__TASK ITEM__
A complete and exact copy of the data below is required.

(Dataset items)
┄┄┄┄┄┄┄┄┄┄┄┄┄┄┄┄┄┄┄┄

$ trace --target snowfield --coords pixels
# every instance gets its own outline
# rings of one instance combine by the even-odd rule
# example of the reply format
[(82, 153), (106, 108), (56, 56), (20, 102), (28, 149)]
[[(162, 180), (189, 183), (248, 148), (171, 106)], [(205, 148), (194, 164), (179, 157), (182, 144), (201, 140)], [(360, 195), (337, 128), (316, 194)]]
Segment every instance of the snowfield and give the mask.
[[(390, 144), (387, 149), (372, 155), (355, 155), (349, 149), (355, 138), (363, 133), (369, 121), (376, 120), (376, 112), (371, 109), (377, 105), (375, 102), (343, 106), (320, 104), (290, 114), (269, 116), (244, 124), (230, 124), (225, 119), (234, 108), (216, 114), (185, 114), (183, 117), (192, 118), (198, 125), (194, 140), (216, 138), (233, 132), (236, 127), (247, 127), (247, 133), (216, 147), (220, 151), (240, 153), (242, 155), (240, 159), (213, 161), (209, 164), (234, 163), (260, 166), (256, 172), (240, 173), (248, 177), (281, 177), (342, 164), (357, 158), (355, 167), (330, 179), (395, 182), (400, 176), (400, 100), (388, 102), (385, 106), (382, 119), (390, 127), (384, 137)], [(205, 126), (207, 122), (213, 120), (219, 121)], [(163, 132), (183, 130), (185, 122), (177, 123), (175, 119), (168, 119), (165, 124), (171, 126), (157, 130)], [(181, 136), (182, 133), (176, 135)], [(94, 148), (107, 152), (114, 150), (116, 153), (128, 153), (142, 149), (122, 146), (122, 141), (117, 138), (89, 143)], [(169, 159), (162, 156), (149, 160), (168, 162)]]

┄┄┄┄┄┄┄┄┄┄┄┄┄┄┄┄┄┄┄┄

__RESULT__
$ trace --target snowfield --coords pixels
# every instance gets its own outline
# rings of one instance combine by the even-odd rule
# example of the reply format
[(82, 153), (106, 108), (56, 56), (20, 102), (28, 149)]
[[(162, 180), (189, 183), (248, 148), (171, 106)], [(205, 148), (194, 164), (179, 157), (182, 144), (201, 140)], [(360, 195), (337, 128), (316, 194)]]
Segment every instance of the snowfield and give the mask.
[[(390, 144), (387, 149), (372, 155), (355, 155), (349, 149), (355, 138), (363, 133), (369, 121), (376, 120), (376, 112), (371, 109), (377, 105), (375, 102), (343, 106), (320, 104), (290, 114), (269, 116), (244, 124), (230, 124), (225, 119), (234, 108), (216, 114), (185, 114), (183, 117), (192, 118), (198, 125), (194, 140), (216, 138), (233, 132), (236, 127), (247, 127), (247, 133), (216, 147), (220, 151), (240, 153), (242, 155), (240, 159), (213, 161), (209, 164), (234, 163), (260, 166), (256, 172), (240, 173), (248, 177), (281, 177), (342, 164), (357, 158), (355, 167), (330, 179), (395, 182), (400, 176), (400, 100), (388, 102), (385, 106), (382, 119), (390, 127), (384, 137)], [(205, 126), (207, 122), (213, 120), (219, 121)], [(163, 132), (183, 130), (185, 122), (177, 123), (175, 119), (168, 119), (165, 124), (171, 126), (157, 130)], [(181, 136), (182, 133), (176, 135)], [(94, 148), (107, 152), (114, 150), (116, 153), (128, 153), (142, 149), (122, 146), (122, 141), (117, 138), (89, 143)], [(169, 159), (162, 156), (149, 160), (168, 162)]]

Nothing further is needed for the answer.